A tolerância para com o outro e para com as frustrações também é um desafio para os enamorados. Peça-chave para uma relação sadia, Noelí percebe que o grau de tolerância vem diminuindo. Cada vez é mais comum as pessoas se sentirem ofendidas e ficarem chateadas com os apontamentos do parceiro, ou não conseguir lidar com situações em que o resultado é diferente do imaginado.
Nos seis anos em que atua no atendimento a casais e famílias, a psicóloga tem percebido o crescimento da interferência da internet nas relações. Relata que, às vezes, é comum os parceiros afetivos conversarem com pessoas que estão do outro lado da tela, mas terem dificuldade de dialogar entre si e falar sobre o relacionamento, o que gostam, o que pode ser melhorado, qual o propósito de estarem juntos. Em algumas situações, o silêncio faz parte do processo interno de cada um e precisa ser respeitado, mas em outras, pode representar o medo de expor ao outro o que pensa ou como se sente na relação.
A internet também pode ajudar a criar muitas situações desgastantes, a exemplo das dúvidas por falta de confiança. Não são raros os casos de conflitos entre namorados e casados por causa de desconfianças, por vezes fantasiosas. “Mesmo dentro de um namoro ou casamento, as pessoas são seres individuados. O que é do outro não me pertence. Às vezes isso é fundamentado por uma traição, uma situação real, mas também pode ter muito a ver com a pessoa que não está bem resolvida consigo. Às vezes a pessoa não se vê merecedora de um amor sincero e cria estas situações de fantasias, se colocando em sofrimento”, avalia Noelí, salientando que a terapia é uma excelente ferramenta de auxílio nestes casos.
Entre os mais novos, adolescentes e adultos jovens, os dilemas em torno da sexualidade têm pautado consultas terapêuticas. Casais homossexuais buscam na terapia a força necessária para enfrentar o preconceito e o medo, especialmente da família.
A terapia de casais, explica a psicóloga, não faz qualquer julgamento de certo e errado, culpado e inocente. Quem faz isso é a sociedade. A terapia tenta elucidar os motivos e as necessidades que levam a pessoa a agir de tal forma e uma compreensão maior sobre si mesma e sobre a forma como se relaciona com os demais.
Relações saudáveis
Ao mesmo tempo em que há relações superficiais, há muitos casais que buscam um relacionamento saudável, que proporcione crescimento para ambos. Noelí observa que alguns aspectos são primordiais para qualquer relação saudável, seja amorosa ou de amizade. “Se tudo aquilo que fizer vai me tornar ou fazer a relação ser melhor, tudo bem. Mas se me deixa em dúvida ou causa estranheza, melhor não fazer. Viver com o outro é para me tornar melhor do que já sou”.
Para a psicóloga, também é importante que ambos tenham o entendimento de não esperar que os atos de um deixem o outro feliz. Não é salutar que se faça algo apenas para agradar ao outro. Assim, um fica feliz e o outro frustrado. Na questão do Dia dos Namorados é enfática: “É o meu dia também ou só o dia de agradar a quem estou namorando? Tem que ser bom para ambos”.
Não deixar para amanhã
Por mais clichê que possa parecer, a terapeuta diz que é importante viver no presente, no aqui e agora, sem o peso do passado e a ansiedade do futuro. Reforça que não há necessidade de um dia especial, como o dos Namorados para expressar o amor. “Qual é o dia mais importante da minha vida? É o que estou respirando, vivo. A vida acontece no agora. Não precisamos esperar a ocasião ideal para dar uma flor, fazer um jantar, celebrar estar junto com aquela pessoa especial”.
* * * * * * * * *
De acordo com o texto sobre relacionamentos, por que não é saudável fazer algo apenas para agradar ao parceiro? Explique em uma a três frases. Os registros não têm qualquer papel nesta atividade.
* * * * * * * * *
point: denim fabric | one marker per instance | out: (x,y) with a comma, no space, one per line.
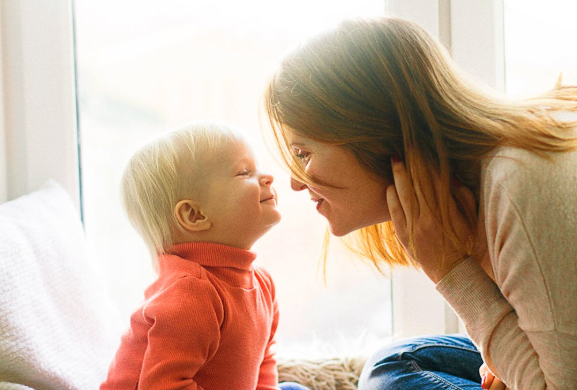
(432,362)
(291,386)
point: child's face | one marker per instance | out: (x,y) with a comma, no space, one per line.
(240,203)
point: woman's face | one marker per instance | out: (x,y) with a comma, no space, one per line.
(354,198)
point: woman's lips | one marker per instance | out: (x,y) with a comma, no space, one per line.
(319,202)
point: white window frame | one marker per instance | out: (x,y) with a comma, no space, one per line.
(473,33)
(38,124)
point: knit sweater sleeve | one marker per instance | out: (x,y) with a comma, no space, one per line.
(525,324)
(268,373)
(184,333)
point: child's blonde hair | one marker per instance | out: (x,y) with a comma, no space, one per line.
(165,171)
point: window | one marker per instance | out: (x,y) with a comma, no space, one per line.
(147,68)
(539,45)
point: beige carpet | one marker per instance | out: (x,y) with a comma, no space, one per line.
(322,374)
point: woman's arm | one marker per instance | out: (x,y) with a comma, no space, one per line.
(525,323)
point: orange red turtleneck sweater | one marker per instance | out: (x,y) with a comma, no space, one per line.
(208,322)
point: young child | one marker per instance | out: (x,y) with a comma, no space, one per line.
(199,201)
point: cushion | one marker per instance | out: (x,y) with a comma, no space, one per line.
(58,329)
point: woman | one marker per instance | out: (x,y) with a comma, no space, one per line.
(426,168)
* * * * * * * * *
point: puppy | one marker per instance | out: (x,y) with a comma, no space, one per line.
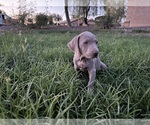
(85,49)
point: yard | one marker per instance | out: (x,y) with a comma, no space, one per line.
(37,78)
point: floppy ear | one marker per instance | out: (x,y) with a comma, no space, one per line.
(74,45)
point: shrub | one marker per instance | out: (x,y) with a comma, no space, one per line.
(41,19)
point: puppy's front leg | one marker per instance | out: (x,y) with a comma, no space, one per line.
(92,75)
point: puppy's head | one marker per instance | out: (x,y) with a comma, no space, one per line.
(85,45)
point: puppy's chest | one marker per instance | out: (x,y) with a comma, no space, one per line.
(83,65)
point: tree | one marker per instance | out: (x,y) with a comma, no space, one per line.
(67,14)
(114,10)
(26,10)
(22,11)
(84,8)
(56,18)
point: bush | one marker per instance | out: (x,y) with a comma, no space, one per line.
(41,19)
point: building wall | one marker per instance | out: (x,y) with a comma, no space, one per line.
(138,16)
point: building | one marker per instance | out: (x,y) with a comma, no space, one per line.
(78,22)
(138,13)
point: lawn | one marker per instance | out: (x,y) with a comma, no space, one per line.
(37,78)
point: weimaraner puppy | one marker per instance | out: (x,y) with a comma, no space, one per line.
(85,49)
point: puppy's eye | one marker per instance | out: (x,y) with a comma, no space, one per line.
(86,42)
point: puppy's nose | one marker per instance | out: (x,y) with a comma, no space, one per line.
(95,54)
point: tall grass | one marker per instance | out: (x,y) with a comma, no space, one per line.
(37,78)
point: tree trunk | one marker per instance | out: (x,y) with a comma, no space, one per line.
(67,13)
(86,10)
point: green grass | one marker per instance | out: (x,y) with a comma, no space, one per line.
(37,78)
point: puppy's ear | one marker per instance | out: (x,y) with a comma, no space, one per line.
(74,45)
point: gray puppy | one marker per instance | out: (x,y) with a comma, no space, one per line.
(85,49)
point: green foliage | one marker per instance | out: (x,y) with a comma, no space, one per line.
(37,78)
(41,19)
* * * * * * * * *
Resposta da tarefa:
Porque, agindo assim, um dos dois fica feliz e o outro fica frustrado. Por isso, a psicóloga defende que nenhum dos dois espere que os atos de um deixem o outro feliz.